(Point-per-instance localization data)
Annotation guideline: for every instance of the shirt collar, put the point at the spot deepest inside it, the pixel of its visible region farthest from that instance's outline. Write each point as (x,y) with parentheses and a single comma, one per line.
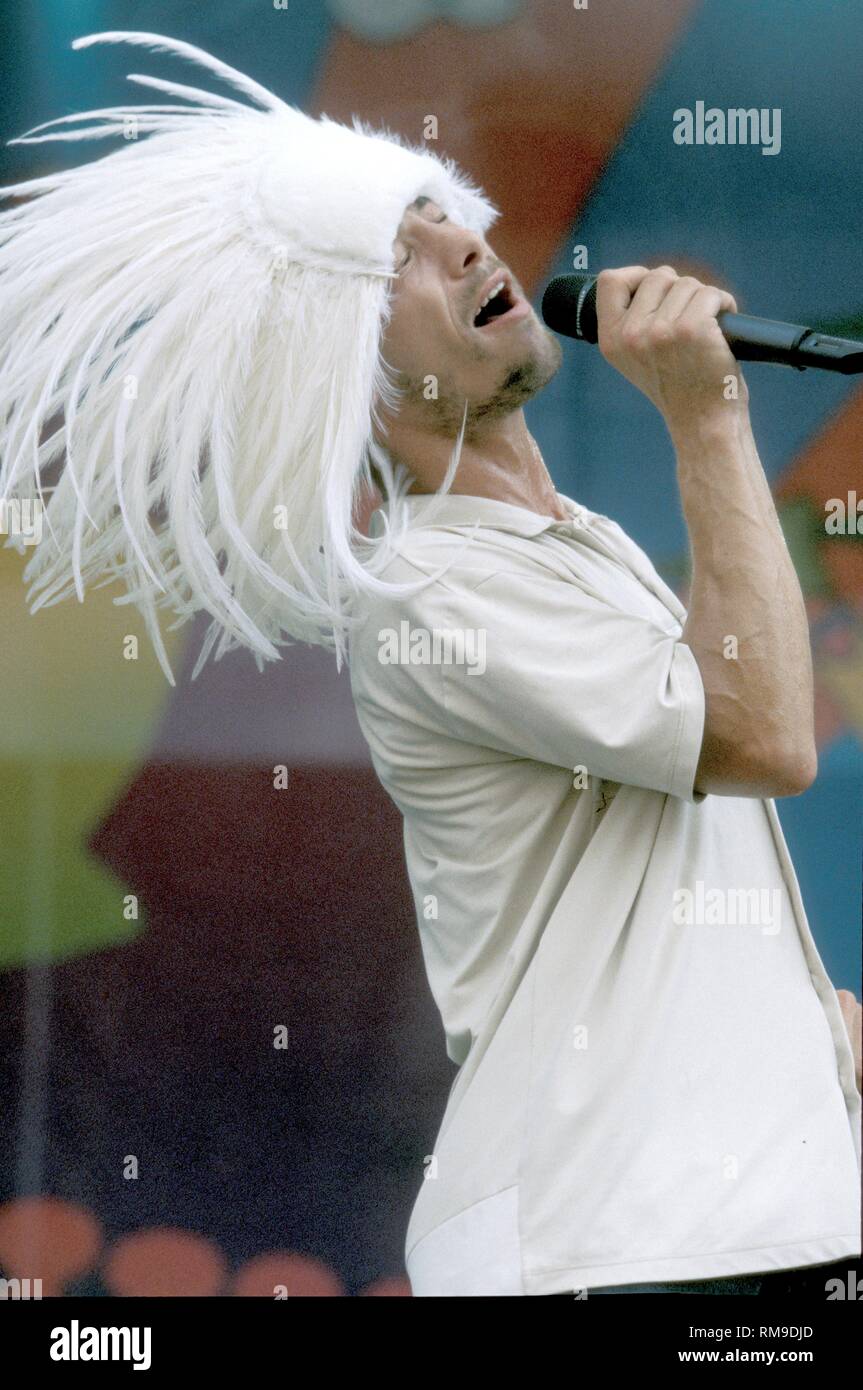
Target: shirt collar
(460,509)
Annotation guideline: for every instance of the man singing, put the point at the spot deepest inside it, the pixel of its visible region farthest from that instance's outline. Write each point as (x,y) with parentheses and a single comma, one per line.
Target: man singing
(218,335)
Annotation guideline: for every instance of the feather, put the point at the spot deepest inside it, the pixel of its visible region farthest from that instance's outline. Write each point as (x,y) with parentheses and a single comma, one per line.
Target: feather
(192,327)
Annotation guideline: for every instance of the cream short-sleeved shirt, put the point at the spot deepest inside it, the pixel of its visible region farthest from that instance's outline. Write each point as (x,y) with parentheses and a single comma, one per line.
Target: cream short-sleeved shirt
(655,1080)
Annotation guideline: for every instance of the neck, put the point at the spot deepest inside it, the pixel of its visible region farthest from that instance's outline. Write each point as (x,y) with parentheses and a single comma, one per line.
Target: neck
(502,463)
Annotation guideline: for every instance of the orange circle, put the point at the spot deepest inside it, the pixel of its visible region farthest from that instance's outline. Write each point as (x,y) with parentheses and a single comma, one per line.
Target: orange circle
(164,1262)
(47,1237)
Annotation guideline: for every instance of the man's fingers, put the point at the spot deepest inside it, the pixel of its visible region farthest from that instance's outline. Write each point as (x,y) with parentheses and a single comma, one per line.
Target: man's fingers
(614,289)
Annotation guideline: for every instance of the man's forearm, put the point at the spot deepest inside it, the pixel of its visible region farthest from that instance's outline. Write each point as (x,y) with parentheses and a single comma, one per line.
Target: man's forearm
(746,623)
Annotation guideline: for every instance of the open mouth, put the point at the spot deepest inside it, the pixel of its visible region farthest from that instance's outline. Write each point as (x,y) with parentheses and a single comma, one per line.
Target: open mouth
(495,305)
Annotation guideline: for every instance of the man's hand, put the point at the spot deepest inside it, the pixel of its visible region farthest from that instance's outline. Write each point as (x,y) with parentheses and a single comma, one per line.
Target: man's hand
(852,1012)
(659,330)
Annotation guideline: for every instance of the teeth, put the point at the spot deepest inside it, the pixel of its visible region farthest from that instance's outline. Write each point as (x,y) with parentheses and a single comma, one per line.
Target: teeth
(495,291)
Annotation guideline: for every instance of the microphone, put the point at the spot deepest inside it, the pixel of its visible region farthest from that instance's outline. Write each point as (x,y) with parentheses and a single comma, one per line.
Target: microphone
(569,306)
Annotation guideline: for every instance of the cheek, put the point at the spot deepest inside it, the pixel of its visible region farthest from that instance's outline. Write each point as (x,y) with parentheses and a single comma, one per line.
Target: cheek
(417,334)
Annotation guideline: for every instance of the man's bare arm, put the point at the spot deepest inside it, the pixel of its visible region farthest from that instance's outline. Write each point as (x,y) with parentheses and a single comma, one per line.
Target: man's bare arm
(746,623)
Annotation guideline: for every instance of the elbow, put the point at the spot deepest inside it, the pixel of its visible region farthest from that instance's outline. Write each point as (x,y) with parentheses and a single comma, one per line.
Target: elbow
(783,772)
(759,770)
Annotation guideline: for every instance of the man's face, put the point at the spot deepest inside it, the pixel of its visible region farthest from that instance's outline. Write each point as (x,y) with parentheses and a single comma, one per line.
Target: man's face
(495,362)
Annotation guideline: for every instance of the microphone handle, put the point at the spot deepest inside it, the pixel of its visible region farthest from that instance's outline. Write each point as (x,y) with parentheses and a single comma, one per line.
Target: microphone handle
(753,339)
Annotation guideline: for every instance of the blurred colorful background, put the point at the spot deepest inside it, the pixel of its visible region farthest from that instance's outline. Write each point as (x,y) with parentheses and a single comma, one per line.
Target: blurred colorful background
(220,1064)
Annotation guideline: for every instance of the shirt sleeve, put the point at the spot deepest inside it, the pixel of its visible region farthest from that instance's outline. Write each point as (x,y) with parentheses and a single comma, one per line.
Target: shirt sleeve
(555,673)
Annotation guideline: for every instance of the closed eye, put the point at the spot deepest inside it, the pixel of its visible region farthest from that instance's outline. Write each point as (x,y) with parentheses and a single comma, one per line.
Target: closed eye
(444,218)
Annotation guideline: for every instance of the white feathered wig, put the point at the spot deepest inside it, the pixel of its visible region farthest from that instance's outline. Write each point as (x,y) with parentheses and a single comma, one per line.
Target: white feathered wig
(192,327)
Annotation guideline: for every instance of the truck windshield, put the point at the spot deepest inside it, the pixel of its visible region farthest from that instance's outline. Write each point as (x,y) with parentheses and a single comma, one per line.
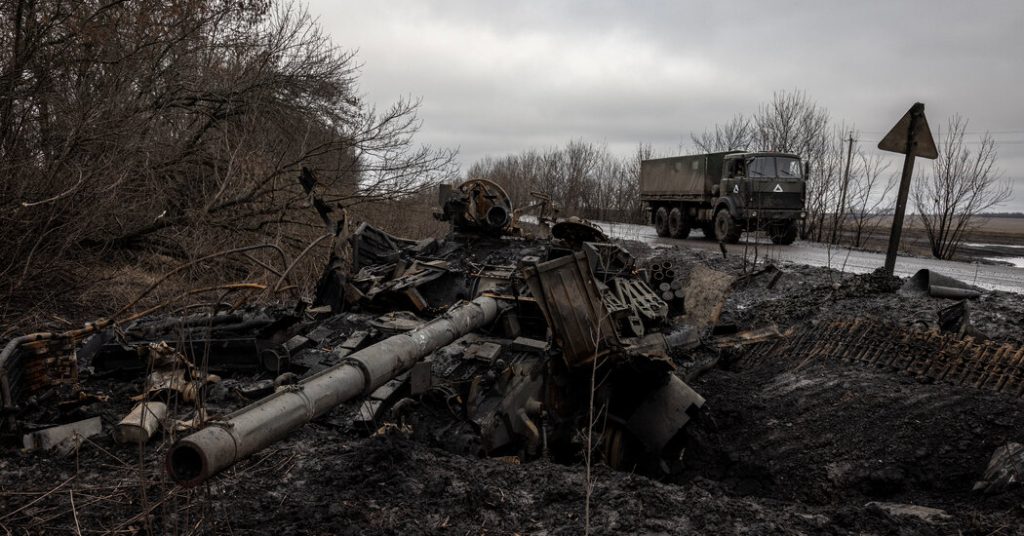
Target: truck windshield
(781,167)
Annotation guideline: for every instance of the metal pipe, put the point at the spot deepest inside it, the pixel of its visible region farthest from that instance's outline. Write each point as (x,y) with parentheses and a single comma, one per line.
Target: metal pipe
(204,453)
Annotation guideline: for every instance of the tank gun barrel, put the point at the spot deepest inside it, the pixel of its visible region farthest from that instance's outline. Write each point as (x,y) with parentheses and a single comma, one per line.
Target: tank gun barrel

TASK STATEMENT:
A word-for-word copy of the records is needed, with no pictures carried over.

WRITTEN RESPONSE:
Annotation guideline: for every instance of the shirt collar, put the point at the spot deepest inside it, the pixel of its visible region farthest from that instance's outline. Write each point as (x,y) with parentheses and a single comma, one per line.
Target: shirt collar
(460,509)
Annotation guideline: for every instance of the man singing, put the point at the spot deepest inside it, the pixel of its visible region farthest from that instance's outline. Write each point as (x,y) with parentheses and a single comma, one per line.
Target: man singing
(218,335)
Annotation guideline: for every instance of the feather, put the point at the spot deepest inside it, the pixel of its visible region farthest from that instance's outline. Write each point as (x,y) with parentheses and a single comma, one per line.
Target: feather
(192,327)
Annotation guideline: for every instance of the cream short-sleeved shirt, put the point at the spot deepest inside it, the pixel of its visible region farthest from that instance's outline. Write each point as (x,y) with parentheses and a single comma, one per line.
Target: cream short-sleeved shirt
(655,1080)
Annotation guideline: for every instance of the neck, put the point at the spot deepest inside it, the pixel of its visible region farthest from that instance's outline. Write each point as (x,y) with parentheses and a single comma, one per line.
Target: neck
(502,463)
Annotation guideline: for every instance of the orange circle, put the point at the spot deepest inside it, the pixel of its visible region farthest from that instance's outline. Write each point as (x,y) with parentheses and a single comma, one per line.
Target: orange circle
(164,1262)
(47,1237)
Annotation guideline: for every instance of the man's fingers, put the point at the spot deepest inside it, the pixel of its visible region farthest from that instance's outline. Write each point as (x,y) with parentheses and a single comma, one per line.
Target: man's fingers
(614,289)
Annotation guideline: for every instance of the man's forearm, put the point at the spot deepest inside it, the pixel of its visible region farthest from that instance's outline. Write each point as (x,y) with parentheses and a single comma, one per line.
Target: man's forearm
(746,623)
Annotation guideline: for every instance of the open mouth, put the point at the spot deepest inside it, the pixel of its visible region farthest from that instance's outline. Write each point as (x,y) with parentheses and a single comma, one per line.
Target: open mouth
(495,305)
Annotation guideline: for every instance of the man's hand, put the point at the spot deepest inside it, the pixel of its visible region farthest from that instance's outline. Write each point as (x,y) with parentheses and a single comma, one per line.
Target: man's hand
(852,1012)
(659,330)
Annotation guideline: for every instance of the teeth, put the point at the spot deepest inside it, the pixel of its visible region farthest from that instance's outline. Write each point as (x,y) with parentheses and a single comma, one per line.
Target: teeth
(495,291)
Annotation guideline: for every instance of the microphone, put the point at the spot deepest inside it, the pixel of its visible region farthest from that instance's outline. Write each point as (x,y) with parentheses and a single comma, one per line.
Target: microphone
(569,306)
Annotation guideline: for every instance of the cheek, put the point at the spot deepest inside it, the pixel of its visible region farthest from that instance's outline. Write each point as (x,y) with parentheses and a single comma, one per line.
Target: cheek
(417,334)
Annotation guideline: for every instance of the man's bare arm, put the point at the spot deepest inside it, the pixel of its visible region farthest from that instance's outline. Write each point as (x,y) with parentheses and a single comma, one per line.
Target: man's bare arm
(746,623)
Annotation guideline: for every instance of the elbow, put the point at the spot deepest inside it, the pixel of its visible region farthest from that instance's outline. Write each point as (x,y) with parentheses and a single comma, one per line.
Target: elbow
(783,772)
(759,770)
Annotation guideline: for every instance of the man's face, put the point at the spot deepest inside it, the pixel of its visible region farthest from that instance's outline. Write each point as (x,y) with parentheses and a single comma, one per line.
Target: man's face
(495,362)
Annotation guideline: for every instance of the microphone handle, put the point at the spot deepest inside it, the pixel of its visible region farthest from that instance's outline. Write each point as (x,y) with parentheses and a single comma, one per line.
Target: microphone handle
(753,339)
Annotation guideline: for every instance of the blurred colorful background, put the point at the spot deepest inside it, the pixel of its visible region farthest from that instance's outline. Write each point as (x,y) with parentheses and a single comma, one per line.
Target: blurred colorful background
(220,1064)
Annotation guideline: for every instance of the shirt sleeve, put the point at the spot deepest inside it, the pixel of its visible region farthest from that instance's outline. Write each point as (x,y) with parentheses and a single comma, one per line.
Target: shirt sleeve
(555,673)
Annotation guideline: for every instance of the closed eye, put the point at the spot deepest inside it, the pixel of its visible region farthest from that instance's outline. Write each point as (x,y) with parentheses and a single comma, one per line.
Target: closed eye
(444,218)
Annotation guideline: for every instance of the white feathered wig, put the point at the spot deepest inside it, the pixel of its visible region farthest from that instance's outline. Write each point as (x,y) with parentheses and a single comma, one per line.
Target: white feathered wig
(192,327)
Annotation guideline: for every instance of the truck windshield, put the point at the spot deepest inside it, the pixel of its visible region farthest from that instance's outline. Write each point as (x,y) with parentheses and a single comma, one per line.
Target: truck windshield
(781,167)
Annotation guideline: for every instance of the metal pipe, put the point at the spot deepest inside it, the pixel of its visible region farthest from that instance's outline. Write each point as (x,y) with parentheses and a single comma, one per line.
Target: metal pipe
(204,453)
Annotation guideline: for every instance of the tank gun barrel, put the point at the spot deepest inside it, the pixel of its visible region farthest from that instance's outline. Write each point as (x,y) with parentheses and a single comma, one per line.
Target: tank gun barrel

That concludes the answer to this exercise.